----- Material supplied

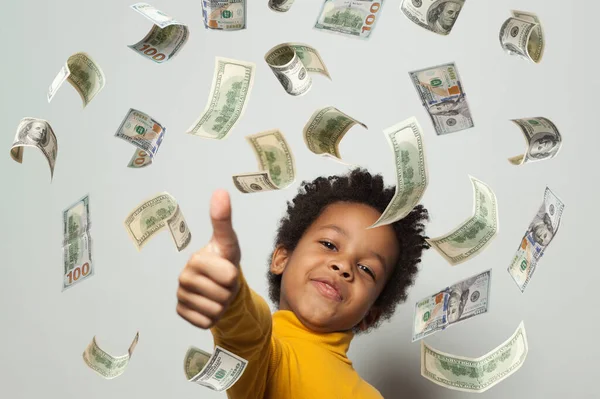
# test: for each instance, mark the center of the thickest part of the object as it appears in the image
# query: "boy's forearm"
(246, 324)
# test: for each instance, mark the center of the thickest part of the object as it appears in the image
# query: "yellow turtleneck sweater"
(286, 360)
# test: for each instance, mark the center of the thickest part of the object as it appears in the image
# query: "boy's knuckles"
(230, 276)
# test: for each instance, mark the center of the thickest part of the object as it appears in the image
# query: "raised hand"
(209, 281)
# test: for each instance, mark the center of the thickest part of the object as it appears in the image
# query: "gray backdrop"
(44, 331)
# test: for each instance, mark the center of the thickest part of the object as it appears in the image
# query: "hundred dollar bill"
(475, 374)
(354, 18)
(522, 35)
(217, 372)
(406, 141)
(473, 235)
(77, 243)
(34, 132)
(154, 215)
(166, 37)
(538, 236)
(437, 16)
(325, 130)
(443, 96)
(140, 159)
(280, 5)
(106, 365)
(543, 140)
(229, 95)
(143, 132)
(291, 62)
(224, 14)
(275, 160)
(83, 73)
(460, 301)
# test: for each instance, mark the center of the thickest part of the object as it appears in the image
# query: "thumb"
(224, 237)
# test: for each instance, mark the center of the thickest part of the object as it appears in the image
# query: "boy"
(330, 275)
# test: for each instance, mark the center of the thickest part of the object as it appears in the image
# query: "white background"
(44, 331)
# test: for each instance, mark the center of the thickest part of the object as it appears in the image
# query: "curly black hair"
(358, 186)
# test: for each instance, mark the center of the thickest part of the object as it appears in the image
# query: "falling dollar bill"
(106, 365)
(280, 5)
(77, 243)
(475, 374)
(143, 132)
(437, 16)
(474, 234)
(460, 301)
(406, 141)
(152, 216)
(34, 132)
(229, 95)
(140, 159)
(291, 62)
(538, 236)
(354, 18)
(444, 98)
(83, 73)
(543, 140)
(522, 35)
(275, 160)
(224, 14)
(166, 37)
(325, 130)
(217, 372)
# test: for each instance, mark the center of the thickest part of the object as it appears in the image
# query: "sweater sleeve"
(245, 329)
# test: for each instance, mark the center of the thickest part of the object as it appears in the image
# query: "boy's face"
(338, 269)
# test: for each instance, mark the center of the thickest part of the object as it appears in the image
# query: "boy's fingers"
(217, 269)
(202, 285)
(193, 317)
(199, 304)
(220, 216)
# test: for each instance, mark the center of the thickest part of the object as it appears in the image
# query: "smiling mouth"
(327, 291)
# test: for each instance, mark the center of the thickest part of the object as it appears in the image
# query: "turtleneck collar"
(286, 324)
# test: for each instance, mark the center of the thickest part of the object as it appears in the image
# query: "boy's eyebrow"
(344, 233)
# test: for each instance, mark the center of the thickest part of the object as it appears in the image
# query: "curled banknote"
(354, 18)
(166, 37)
(443, 96)
(229, 95)
(218, 371)
(475, 374)
(538, 236)
(143, 132)
(406, 142)
(34, 132)
(543, 140)
(106, 365)
(291, 62)
(522, 35)
(275, 161)
(325, 129)
(224, 14)
(77, 243)
(154, 215)
(280, 5)
(437, 16)
(460, 301)
(83, 73)
(473, 235)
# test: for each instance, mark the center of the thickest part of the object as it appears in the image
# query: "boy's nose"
(342, 269)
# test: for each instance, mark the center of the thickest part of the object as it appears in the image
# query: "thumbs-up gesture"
(209, 281)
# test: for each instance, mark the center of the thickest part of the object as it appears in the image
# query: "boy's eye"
(366, 269)
(328, 244)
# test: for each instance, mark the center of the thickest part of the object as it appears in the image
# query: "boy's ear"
(279, 260)
(371, 318)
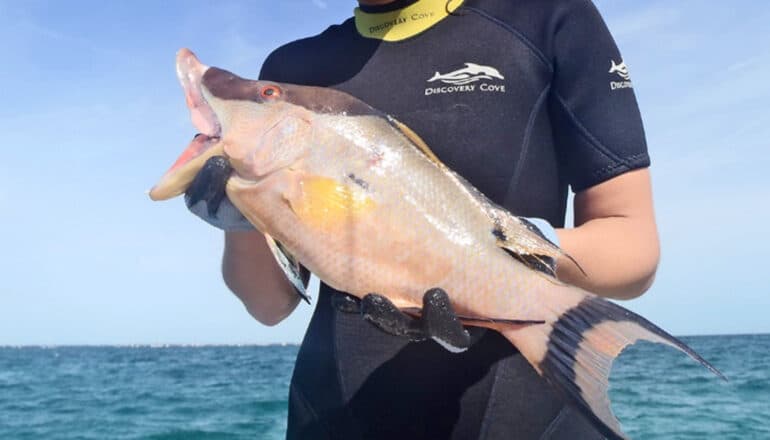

----------

→ Stated goal
Gather every line in the rows above that contains the string "sweater", and list those lines in the order they appear.

→ Task result
# query: "yellow turtleneck sweater"
# query: "sweater sleeve"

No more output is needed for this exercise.